__Work instruction__: Of the entries below, return only those lines from the line with "tag the face" to the line with "tag the eyebrow", exactly, both included.

[Data extracted from a collection]

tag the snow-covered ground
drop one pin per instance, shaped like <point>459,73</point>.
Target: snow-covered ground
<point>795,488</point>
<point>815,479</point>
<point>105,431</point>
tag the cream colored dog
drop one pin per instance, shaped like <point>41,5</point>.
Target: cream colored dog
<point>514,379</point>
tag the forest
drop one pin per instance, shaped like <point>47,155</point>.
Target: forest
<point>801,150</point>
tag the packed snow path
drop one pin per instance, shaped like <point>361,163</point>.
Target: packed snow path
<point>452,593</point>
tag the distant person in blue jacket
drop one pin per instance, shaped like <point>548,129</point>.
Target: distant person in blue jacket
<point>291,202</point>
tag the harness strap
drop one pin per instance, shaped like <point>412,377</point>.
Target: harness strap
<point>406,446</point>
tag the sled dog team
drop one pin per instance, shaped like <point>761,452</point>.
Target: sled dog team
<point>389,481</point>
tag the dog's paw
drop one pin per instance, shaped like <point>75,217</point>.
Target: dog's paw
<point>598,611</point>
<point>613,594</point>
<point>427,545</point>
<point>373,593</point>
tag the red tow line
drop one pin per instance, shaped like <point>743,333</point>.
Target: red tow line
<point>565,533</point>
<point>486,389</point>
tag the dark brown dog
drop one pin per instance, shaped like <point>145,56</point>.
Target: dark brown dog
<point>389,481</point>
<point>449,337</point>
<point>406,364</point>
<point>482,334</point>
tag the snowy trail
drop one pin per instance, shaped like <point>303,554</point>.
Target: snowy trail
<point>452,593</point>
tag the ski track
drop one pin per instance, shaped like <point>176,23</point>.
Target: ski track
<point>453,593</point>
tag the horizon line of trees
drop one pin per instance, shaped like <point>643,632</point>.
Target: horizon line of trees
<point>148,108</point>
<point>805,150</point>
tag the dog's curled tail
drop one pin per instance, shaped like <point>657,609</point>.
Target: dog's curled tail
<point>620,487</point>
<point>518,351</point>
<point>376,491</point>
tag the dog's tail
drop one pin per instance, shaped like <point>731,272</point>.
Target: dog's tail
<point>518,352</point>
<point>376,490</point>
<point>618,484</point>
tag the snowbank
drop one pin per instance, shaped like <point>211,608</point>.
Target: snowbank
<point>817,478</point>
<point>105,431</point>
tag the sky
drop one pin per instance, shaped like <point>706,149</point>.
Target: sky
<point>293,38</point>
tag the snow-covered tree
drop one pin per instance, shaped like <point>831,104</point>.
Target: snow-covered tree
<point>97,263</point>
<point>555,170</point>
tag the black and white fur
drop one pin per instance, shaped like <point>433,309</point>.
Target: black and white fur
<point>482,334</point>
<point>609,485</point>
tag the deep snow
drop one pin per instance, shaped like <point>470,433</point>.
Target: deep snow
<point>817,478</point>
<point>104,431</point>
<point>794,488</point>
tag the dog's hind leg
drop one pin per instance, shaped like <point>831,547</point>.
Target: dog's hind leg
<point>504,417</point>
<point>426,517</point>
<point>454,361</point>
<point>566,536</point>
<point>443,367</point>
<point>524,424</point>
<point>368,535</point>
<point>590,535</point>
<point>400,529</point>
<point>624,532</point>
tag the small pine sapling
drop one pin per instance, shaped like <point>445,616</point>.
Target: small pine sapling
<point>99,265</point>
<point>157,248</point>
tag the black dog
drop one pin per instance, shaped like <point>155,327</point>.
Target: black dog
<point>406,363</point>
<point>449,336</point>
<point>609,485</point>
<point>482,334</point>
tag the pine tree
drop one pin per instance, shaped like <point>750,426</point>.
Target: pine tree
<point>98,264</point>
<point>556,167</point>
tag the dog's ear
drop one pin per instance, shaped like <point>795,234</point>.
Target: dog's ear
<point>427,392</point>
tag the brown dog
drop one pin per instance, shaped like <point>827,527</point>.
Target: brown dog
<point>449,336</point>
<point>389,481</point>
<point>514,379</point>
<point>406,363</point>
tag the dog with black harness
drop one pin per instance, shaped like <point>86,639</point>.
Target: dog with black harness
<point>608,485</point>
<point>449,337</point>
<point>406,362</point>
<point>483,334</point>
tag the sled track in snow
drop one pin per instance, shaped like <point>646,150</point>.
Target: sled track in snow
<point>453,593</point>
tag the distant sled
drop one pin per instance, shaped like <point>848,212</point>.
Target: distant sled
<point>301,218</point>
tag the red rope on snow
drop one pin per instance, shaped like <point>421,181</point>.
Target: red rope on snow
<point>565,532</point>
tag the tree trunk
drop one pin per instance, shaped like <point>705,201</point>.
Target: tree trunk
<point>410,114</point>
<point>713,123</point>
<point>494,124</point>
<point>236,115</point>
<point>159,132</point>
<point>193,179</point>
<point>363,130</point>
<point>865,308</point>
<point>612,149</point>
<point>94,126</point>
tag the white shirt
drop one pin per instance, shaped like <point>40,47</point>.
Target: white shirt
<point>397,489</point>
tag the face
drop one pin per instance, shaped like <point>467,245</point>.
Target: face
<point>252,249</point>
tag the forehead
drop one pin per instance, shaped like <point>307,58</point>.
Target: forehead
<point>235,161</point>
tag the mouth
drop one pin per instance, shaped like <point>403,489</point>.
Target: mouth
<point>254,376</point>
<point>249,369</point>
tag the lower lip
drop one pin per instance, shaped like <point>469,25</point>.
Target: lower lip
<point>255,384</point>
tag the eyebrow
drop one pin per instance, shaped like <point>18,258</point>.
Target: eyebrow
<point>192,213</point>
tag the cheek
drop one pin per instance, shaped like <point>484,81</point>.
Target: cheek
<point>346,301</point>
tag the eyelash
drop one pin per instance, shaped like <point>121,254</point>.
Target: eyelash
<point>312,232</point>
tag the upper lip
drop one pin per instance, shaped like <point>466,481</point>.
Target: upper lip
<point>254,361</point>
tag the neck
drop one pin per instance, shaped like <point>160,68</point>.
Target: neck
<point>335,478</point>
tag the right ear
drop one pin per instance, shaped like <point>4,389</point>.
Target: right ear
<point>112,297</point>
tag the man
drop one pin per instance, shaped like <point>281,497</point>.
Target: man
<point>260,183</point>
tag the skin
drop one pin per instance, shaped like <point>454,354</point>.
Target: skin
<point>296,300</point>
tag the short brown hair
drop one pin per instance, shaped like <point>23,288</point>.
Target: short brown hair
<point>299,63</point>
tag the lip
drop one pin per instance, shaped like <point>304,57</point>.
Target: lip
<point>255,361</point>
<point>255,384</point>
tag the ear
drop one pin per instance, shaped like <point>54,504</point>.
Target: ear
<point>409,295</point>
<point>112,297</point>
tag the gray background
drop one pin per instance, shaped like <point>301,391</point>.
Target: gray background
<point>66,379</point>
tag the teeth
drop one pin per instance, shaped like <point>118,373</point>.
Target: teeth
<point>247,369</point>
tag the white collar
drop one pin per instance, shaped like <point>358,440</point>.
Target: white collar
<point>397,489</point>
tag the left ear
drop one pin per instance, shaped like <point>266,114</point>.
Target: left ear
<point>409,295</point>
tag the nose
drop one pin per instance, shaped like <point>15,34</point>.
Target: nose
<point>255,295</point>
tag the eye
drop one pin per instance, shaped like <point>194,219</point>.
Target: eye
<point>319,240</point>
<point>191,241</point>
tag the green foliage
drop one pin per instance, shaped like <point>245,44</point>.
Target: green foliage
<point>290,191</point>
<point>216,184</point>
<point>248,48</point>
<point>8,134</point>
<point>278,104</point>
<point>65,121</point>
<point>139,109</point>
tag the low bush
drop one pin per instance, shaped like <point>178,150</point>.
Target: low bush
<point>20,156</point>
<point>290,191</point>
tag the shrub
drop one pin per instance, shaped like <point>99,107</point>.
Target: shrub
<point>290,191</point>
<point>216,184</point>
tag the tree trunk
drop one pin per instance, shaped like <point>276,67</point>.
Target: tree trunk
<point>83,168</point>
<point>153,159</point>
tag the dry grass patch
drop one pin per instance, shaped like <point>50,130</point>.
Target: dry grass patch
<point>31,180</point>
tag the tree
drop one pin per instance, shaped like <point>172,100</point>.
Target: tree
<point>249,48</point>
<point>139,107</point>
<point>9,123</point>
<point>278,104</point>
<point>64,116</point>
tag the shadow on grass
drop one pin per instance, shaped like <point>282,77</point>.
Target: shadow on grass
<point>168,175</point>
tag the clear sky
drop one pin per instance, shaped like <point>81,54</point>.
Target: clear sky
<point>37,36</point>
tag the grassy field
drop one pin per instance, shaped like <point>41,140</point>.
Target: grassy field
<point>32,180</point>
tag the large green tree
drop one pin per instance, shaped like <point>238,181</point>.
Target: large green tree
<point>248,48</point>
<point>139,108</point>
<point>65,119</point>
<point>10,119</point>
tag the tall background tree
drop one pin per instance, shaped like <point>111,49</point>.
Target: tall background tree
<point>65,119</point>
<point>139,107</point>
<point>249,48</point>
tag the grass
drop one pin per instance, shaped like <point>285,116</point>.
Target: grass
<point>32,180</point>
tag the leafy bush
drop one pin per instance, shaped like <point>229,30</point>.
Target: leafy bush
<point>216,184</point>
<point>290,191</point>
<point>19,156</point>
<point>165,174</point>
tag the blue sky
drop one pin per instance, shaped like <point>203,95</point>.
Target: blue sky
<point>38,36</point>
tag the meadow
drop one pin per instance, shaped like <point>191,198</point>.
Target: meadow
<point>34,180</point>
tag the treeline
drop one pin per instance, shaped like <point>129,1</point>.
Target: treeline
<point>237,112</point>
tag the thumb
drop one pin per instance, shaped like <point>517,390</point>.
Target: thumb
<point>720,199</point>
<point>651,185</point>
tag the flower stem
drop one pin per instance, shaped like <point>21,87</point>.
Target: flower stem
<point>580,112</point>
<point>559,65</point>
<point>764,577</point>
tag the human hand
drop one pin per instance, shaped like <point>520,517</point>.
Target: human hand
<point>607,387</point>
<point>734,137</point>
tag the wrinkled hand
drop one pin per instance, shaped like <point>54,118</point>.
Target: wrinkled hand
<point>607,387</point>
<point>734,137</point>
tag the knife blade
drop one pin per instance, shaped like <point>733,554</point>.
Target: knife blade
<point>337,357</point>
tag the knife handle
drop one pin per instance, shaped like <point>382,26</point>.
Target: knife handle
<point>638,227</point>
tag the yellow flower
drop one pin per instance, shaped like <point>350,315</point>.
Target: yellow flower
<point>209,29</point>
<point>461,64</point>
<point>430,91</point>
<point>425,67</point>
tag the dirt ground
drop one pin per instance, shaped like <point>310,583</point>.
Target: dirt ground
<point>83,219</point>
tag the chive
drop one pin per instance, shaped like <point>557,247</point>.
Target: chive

__Problem solution__:
tag the face
drop one pin per instance, shaped like <point>467,245</point>.
Target: face
<point>252,249</point>
tag the forehead
drop one pin per instance, shaped like <point>307,58</point>.
Target: forehead
<point>235,161</point>
tag the mouth
drop one pin per instance, shaped like <point>403,489</point>.
Target: mouth
<point>254,376</point>
<point>249,369</point>
tag the lower lip
drop one pin per instance, shaped like <point>469,25</point>.
Target: lower lip
<point>255,384</point>
tag the eyebrow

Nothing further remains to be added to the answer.